◆ **Selection**
One would say that it is unconscionable for the reversionary owner to take the structures constructed on the land after the expiration of the lease. Here again, until a law is passed to protect the interest of lessees who spend huge sums of money to develop land leased to them, very little can be done about the situation. For now, the law is that after the expiration of the lease, the reversionary interest goes back to the lessor who cannot be compelled to renew the lease in favour of the previous lessee or its successor in title. Therefore, I conclude that title to the disputed subject matter is not vested in the 5th defendant.

 

WHETHER OR NOT THE LANDS COMMISSION WAS VESTED WITH LEGAL AUTHORITY TO PASS TITLE IN PLOT NUMBER 20, LAKE ROAD, ADUM KUMASI IN FAVOUR OF THE PLAINTIFF?

◆ **Requests**
1. Repeat the text of the judgment excerpt word for word, between "One would say" and "the 5th defendant.", inclusive.
2. In the judgment excerpt, after a lease expires, to whom does the reversionary interest go back?

◆ **Data shown**
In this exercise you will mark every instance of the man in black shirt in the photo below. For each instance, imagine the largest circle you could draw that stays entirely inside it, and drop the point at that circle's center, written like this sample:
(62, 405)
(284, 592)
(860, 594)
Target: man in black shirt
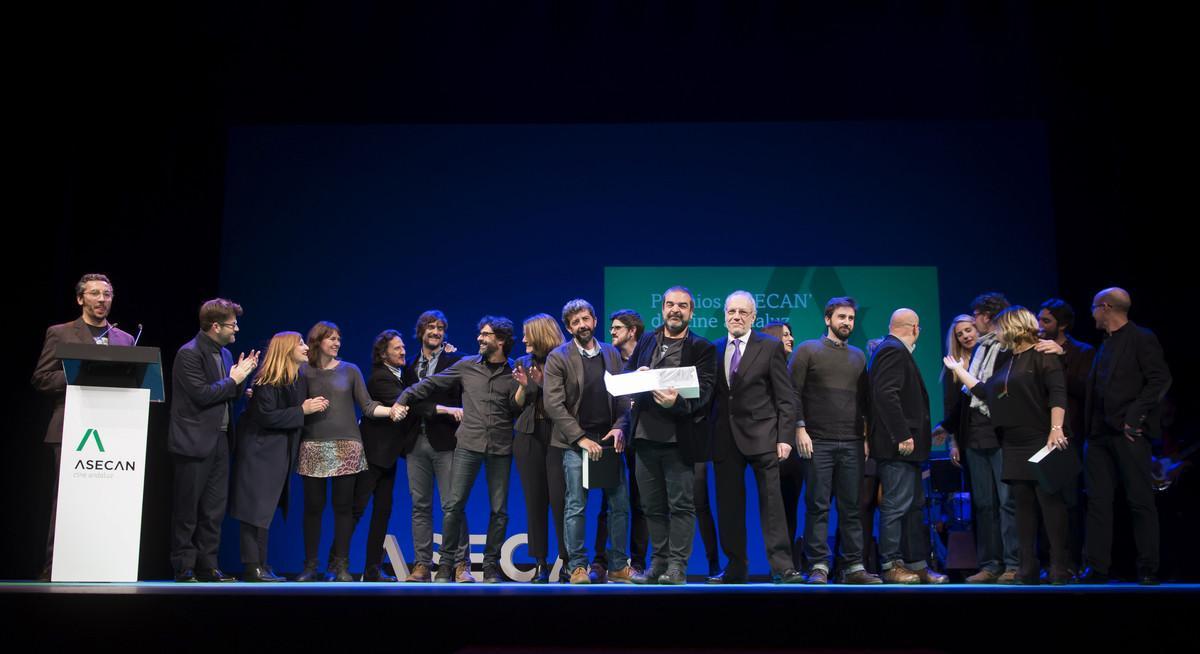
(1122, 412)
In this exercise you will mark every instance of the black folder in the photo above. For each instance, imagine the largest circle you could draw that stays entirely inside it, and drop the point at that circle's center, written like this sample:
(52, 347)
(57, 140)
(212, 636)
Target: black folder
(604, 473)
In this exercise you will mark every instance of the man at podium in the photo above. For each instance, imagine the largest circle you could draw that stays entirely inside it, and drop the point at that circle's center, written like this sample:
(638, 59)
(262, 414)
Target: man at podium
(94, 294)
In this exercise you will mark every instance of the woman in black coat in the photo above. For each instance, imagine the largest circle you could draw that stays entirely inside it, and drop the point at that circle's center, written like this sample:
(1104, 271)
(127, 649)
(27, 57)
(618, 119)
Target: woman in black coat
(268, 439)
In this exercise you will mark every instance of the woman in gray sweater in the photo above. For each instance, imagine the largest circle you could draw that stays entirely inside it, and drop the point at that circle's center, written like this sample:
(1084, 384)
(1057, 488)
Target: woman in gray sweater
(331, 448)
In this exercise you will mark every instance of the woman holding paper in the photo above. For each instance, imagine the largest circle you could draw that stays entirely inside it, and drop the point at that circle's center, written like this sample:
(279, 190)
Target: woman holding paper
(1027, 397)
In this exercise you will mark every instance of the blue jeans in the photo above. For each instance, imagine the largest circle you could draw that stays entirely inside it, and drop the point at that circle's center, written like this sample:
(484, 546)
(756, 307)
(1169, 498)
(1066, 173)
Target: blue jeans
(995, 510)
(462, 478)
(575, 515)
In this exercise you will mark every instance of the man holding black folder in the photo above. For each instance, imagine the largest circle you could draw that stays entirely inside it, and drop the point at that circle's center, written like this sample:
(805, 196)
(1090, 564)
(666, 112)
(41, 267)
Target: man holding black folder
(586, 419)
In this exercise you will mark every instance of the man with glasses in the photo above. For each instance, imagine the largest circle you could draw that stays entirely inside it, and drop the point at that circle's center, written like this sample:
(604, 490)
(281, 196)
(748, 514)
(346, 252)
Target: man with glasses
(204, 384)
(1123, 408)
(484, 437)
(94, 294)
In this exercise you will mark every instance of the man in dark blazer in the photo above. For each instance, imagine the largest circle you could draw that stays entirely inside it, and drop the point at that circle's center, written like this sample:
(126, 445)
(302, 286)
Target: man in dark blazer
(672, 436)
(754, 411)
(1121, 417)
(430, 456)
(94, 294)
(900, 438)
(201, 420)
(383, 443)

◆ **Results for the exercise**
1.
One would say that it is unconscionable for the reversionary owner to take the structures constructed on the land after the expiration of the lease. Here again, until a law is passed to protect the interest of lessees who spend huge sums of money to develop land leased to them, very little can be done about the situation. For now, the law is that after the expiration of the lease, the reversionary interest goes back to the lessor who cannot be compelled to renew the lease in favour of the previous lessee or its successor in title. Therefore, I conclude that title to the disputed subject matter is not vested in the 5th defendant.

2. To the lessor.